(Object pointing dataset rows)
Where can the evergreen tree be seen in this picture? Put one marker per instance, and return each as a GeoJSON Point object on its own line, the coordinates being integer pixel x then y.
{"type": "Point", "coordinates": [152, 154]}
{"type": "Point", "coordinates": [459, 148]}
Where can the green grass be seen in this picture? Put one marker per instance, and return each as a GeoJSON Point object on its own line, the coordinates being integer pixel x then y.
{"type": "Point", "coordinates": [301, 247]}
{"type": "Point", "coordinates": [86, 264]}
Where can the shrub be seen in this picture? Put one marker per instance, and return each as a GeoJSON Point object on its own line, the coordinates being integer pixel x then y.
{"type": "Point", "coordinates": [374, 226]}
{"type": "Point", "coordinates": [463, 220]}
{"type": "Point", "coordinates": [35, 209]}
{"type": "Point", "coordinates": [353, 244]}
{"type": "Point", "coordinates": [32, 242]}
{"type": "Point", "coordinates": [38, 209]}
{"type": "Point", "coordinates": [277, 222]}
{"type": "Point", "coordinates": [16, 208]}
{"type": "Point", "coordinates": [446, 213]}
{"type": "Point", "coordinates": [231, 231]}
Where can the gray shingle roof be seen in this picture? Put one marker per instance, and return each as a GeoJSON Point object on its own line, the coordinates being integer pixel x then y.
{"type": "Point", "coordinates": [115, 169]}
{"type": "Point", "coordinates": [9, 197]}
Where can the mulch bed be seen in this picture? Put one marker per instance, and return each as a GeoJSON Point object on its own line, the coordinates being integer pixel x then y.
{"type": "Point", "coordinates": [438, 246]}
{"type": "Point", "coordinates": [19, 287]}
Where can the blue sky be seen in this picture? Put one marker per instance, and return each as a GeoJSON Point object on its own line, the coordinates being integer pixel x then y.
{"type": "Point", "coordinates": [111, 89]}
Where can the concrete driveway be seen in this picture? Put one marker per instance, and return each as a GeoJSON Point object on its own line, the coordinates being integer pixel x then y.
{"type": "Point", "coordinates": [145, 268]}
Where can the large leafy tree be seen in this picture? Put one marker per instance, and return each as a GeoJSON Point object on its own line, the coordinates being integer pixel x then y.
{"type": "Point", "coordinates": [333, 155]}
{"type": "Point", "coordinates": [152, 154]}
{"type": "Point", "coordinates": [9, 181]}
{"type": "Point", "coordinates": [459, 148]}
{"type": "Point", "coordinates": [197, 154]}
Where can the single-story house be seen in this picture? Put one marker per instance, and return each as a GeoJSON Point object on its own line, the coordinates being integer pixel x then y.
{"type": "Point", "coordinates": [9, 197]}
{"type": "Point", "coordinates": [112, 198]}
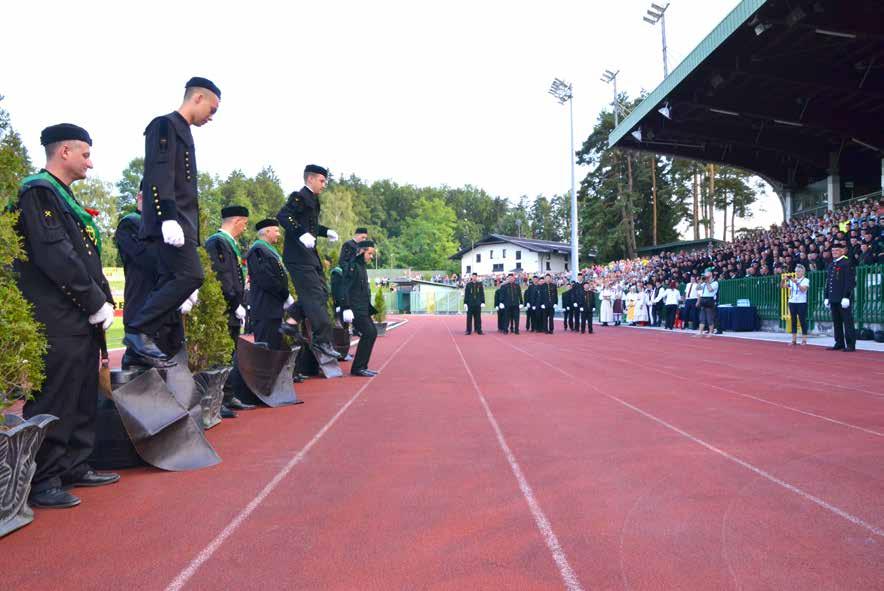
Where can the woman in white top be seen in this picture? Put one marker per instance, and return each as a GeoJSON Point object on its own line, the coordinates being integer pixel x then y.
{"type": "Point", "coordinates": [798, 287]}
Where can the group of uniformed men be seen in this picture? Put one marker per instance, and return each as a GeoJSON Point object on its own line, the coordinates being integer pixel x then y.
{"type": "Point", "coordinates": [63, 280]}
{"type": "Point", "coordinates": [539, 301]}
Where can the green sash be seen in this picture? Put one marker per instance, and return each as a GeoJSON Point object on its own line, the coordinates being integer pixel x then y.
{"type": "Point", "coordinates": [235, 246]}
{"type": "Point", "coordinates": [84, 216]}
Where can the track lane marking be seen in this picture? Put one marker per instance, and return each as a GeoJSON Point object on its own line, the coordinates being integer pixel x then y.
{"type": "Point", "coordinates": [569, 577]}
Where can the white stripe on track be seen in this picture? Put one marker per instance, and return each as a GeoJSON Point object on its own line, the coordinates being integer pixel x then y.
{"type": "Point", "coordinates": [206, 553]}
{"type": "Point", "coordinates": [572, 583]}
{"type": "Point", "coordinates": [878, 531]}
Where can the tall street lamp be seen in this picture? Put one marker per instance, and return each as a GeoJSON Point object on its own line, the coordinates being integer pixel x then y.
{"type": "Point", "coordinates": [562, 91]}
{"type": "Point", "coordinates": [657, 14]}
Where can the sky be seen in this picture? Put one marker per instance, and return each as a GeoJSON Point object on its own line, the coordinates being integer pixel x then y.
{"type": "Point", "coordinates": [428, 93]}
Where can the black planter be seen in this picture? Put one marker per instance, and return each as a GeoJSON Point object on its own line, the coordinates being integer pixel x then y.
{"type": "Point", "coordinates": [18, 448]}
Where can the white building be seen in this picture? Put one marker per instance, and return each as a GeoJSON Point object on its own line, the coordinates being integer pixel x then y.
{"type": "Point", "coordinates": [497, 254]}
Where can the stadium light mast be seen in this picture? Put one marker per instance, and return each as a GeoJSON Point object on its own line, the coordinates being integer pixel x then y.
{"type": "Point", "coordinates": [657, 14]}
{"type": "Point", "coordinates": [562, 91]}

__PROBLEM__
Quote the data above in full, leaving out the pictures it holds.

__OUTPUT BELOW__
Where can the evergreen tree be seen in this picture? Put one marker per instance, and return each as a GeoJSON Point object on its own line, the coordinates being integer pixel x then y.
{"type": "Point", "coordinates": [152, 154]}
{"type": "Point", "coordinates": [459, 148]}
Where can the green grass be seen in this picture? Put one marker per instance, and return each as a GeoJSON Point object on its own line, the coordinates being integer pixel x then y.
{"type": "Point", "coordinates": [301, 247]}
{"type": "Point", "coordinates": [86, 264]}
Where can the shrub be seen in this picture? Put one marker per instance, and return each as a GeoJSON Point object on its own line, the coordinates being integer pixel x then y.
{"type": "Point", "coordinates": [374, 226]}
{"type": "Point", "coordinates": [463, 220]}
{"type": "Point", "coordinates": [35, 209]}
{"type": "Point", "coordinates": [353, 244]}
{"type": "Point", "coordinates": [32, 242]}
{"type": "Point", "coordinates": [38, 209]}
{"type": "Point", "coordinates": [277, 222]}
{"type": "Point", "coordinates": [16, 208]}
{"type": "Point", "coordinates": [446, 213]}
{"type": "Point", "coordinates": [231, 231]}
Where can the gray shingle roof be seen in this picture? Put one marker per instance, and return each as a GeoJSON Point object on its own line, the coordinates being integer pixel x then y.
{"type": "Point", "coordinates": [115, 169]}
{"type": "Point", "coordinates": [9, 197]}
Where can the mulch bed be seen in this picture? Put one marker per instance, and return each as a GeoJSON Point object on its own line, the coordinates being integer pixel x then y.
{"type": "Point", "coordinates": [438, 246]}
{"type": "Point", "coordinates": [19, 287]}
Where can the blue sky be seen in this picture? Put one marker per instance, and return each as a GeoJSON Point object on its own line, the coordinates being integer pixel x then y.
{"type": "Point", "coordinates": [111, 89]}
Where can the concrete driveway be seen in this picture? Put one marker per instance, and return each as a GeoJSON Point object on its own line, the coordinates being integer pixel x then y.
{"type": "Point", "coordinates": [145, 268]}
Where can the large leafy tree be seen in this picture? Put one marker per instance, and return each as a GeoJSON Point object on its own line, the coordinates being integer pixel x then y.
{"type": "Point", "coordinates": [333, 155]}
{"type": "Point", "coordinates": [152, 154]}
{"type": "Point", "coordinates": [9, 181]}
{"type": "Point", "coordinates": [459, 148]}
{"type": "Point", "coordinates": [197, 154]}
Where can the single-story house be seen in this picture? Put one marker per instance, and return each as a GeoJSON Point object on its own line, the coordinates being integer pixel x then y.
{"type": "Point", "coordinates": [9, 197]}
{"type": "Point", "coordinates": [112, 198]}
Where can the woman in white top be seen in this picture? Put one marker per instance, and return each as a GeoJSON Point object on its own line, the coordinates being integer pixel x then y.
{"type": "Point", "coordinates": [798, 287]}
Where can the group of uniformed men be seen in this picture? Put one marker per instance, and return each as a GeoJSON Point object on its own line, the coordinates being integer pixel x then y.
{"type": "Point", "coordinates": [63, 280]}
{"type": "Point", "coordinates": [539, 301]}
Where can the green sash be seen in this picture? Put one marker per instance, and return each as a GeoJSON Point object on its own line, the coordinates being integer pixel x then y.
{"type": "Point", "coordinates": [235, 246]}
{"type": "Point", "coordinates": [84, 216]}
Where can the track lane marking be seen in this picture? Put one marker per instance, and return each as a GeoJSON Point object on its own line, the coordinates being integer pixel x then y.
{"type": "Point", "coordinates": [569, 577]}
Where can the white stripe on track be seen in this picture? Put one marker per instance, and return each as a GeoJSON Point object on its own line, the coordinates being integer pixel x then y.
{"type": "Point", "coordinates": [206, 553]}
{"type": "Point", "coordinates": [572, 583]}
{"type": "Point", "coordinates": [878, 531]}
Where can the tall street lamp be seen in this picture? Put one marker per instance, and return each as a GeoJSON Point object on its own line, the coordinates being integer pixel x then y.
{"type": "Point", "coordinates": [562, 91]}
{"type": "Point", "coordinates": [657, 14]}
Where can the sky be seen in this picture? Put one marker per instance, and return each as a GeoJSON Point object on its own line, the coordinates being integer pixel x then y.
{"type": "Point", "coordinates": [428, 93]}
Where can the black planter be seen in this picture? Put one marker per instance, and return each as a GeoJSON Point object on its own line, the coordinates being integer pixel x then y.
{"type": "Point", "coordinates": [18, 448]}
Where can the white building be seen in this picture? Put one marker per instance, and return each as a GeoJSON Point object on its own line, the coordinates being integer pixel x then y.
{"type": "Point", "coordinates": [497, 254]}
Where can the stadium light mast be seen in this picture? Put one marker per instance, and return each as a GeoJSON Point object on its own line, the coordinates being integer pixel x then y.
{"type": "Point", "coordinates": [657, 14]}
{"type": "Point", "coordinates": [562, 91]}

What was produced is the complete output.